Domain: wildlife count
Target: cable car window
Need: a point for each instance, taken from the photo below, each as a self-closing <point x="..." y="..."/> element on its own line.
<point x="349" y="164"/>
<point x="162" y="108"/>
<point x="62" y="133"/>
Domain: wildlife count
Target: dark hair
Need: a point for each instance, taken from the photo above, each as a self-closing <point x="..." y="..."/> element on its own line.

> **Task**
A single number is the answer here: how many lines above carry the string "Target"?

> **Answer box**
2